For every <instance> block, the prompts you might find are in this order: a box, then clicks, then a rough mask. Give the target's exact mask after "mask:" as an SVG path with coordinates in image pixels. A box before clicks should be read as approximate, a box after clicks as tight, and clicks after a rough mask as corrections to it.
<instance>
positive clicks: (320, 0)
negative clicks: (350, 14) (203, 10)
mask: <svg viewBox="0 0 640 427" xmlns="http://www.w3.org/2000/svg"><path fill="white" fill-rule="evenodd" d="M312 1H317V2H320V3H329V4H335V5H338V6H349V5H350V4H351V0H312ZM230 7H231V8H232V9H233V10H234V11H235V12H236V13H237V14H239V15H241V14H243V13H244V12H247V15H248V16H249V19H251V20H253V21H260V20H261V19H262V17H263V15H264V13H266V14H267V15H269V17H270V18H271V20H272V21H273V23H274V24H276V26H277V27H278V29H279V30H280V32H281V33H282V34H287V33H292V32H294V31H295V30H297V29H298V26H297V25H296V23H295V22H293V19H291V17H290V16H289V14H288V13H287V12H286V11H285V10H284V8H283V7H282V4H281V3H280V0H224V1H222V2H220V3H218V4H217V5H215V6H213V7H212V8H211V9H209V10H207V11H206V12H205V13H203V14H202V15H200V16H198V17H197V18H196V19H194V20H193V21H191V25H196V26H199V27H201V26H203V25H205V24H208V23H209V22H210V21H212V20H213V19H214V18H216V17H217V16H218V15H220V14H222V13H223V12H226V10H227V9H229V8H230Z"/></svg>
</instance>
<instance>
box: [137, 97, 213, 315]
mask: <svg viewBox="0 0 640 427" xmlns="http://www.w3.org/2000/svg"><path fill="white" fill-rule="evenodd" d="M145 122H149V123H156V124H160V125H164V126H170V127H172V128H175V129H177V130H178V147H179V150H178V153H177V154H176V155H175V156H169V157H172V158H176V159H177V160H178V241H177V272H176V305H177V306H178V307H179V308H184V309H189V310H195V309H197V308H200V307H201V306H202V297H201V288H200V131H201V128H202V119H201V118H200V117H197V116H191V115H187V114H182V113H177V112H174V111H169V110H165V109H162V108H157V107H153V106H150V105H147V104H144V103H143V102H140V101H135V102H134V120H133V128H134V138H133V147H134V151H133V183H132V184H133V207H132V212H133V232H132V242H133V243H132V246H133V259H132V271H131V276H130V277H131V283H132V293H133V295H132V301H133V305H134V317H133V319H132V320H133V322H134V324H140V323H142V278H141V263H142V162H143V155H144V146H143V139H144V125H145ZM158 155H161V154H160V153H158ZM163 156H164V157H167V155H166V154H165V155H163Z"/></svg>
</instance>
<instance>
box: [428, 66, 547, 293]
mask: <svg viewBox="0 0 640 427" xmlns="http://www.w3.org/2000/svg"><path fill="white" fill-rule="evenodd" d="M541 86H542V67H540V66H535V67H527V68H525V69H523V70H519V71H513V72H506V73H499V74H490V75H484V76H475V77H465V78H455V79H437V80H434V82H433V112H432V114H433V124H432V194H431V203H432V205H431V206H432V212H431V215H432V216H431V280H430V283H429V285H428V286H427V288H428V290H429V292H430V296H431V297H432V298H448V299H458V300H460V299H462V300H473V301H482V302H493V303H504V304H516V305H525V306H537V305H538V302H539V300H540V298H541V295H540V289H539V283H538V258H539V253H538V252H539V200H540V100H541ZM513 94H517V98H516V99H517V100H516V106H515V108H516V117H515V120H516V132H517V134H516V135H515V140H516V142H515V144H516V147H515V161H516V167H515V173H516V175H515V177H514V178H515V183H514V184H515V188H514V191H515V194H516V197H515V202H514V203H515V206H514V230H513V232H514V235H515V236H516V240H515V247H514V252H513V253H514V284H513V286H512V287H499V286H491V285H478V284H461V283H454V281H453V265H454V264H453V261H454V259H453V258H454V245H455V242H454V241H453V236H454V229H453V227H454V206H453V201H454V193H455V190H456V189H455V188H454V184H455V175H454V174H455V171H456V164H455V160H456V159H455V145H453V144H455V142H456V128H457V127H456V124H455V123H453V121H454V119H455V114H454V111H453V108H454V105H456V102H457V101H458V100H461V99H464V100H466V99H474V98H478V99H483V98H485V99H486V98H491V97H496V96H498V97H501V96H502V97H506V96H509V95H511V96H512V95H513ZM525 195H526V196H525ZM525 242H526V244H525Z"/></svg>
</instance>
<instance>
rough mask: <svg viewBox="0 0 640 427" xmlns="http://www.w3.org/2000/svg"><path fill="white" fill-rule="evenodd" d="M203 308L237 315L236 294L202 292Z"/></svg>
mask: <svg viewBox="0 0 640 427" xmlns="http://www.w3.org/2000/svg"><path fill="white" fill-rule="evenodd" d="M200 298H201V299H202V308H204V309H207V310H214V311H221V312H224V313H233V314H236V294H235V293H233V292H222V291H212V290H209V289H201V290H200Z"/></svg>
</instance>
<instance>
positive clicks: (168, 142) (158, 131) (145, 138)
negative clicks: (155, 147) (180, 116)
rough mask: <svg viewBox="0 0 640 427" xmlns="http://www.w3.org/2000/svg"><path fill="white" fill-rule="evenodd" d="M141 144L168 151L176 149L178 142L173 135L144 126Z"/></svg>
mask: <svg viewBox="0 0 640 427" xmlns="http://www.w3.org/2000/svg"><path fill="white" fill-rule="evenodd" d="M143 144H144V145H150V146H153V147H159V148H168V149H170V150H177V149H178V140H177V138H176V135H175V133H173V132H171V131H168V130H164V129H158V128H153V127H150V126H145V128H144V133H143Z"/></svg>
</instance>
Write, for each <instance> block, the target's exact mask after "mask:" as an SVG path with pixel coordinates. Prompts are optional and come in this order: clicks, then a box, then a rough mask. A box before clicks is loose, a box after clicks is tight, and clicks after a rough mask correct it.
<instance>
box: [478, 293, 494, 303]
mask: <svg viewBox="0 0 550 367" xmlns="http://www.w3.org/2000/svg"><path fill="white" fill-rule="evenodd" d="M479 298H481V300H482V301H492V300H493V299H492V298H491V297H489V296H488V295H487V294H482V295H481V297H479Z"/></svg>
☆ ☆ ☆
If a line of the data contains "order", copy it out.

Answer area
For every <instance> block, the prompts you might find are in this order: a box, then clicks, then a rough mask. Give the target's exact mask after "mask:" as an SVG path with coordinates in image pixels. A box before clicks should be read as approximate, a box after clicks as tight, and clicks after a rough mask as corrections to it.
Write, for each <instance> block, the target's exact mask after "mask:" as an SVG path with pixel coordinates. Prompts are optional and come in this order: clicks, then a box, then a rough mask. A box before clicks is loose, a box after clicks is tight, and clicks after a rough mask correct it.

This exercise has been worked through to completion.